▶ AVAILABLE DATA:
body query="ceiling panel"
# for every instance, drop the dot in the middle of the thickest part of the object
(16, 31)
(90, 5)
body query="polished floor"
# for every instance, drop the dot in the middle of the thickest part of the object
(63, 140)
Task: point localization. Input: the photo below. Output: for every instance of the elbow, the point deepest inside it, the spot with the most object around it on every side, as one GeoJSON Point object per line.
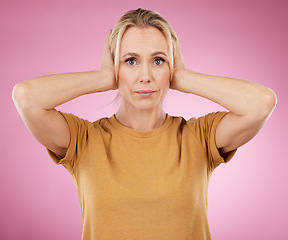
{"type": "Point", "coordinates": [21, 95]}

==

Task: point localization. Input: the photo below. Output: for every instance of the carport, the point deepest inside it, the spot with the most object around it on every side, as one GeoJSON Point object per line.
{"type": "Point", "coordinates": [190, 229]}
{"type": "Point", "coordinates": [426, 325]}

▶ AIM OF THE EXERCISE: Keep only the lines of the listing that contain the word "body", and copy them.

▶ RESULT BELOW:
body query="ceiling panel"
body query="polished floor"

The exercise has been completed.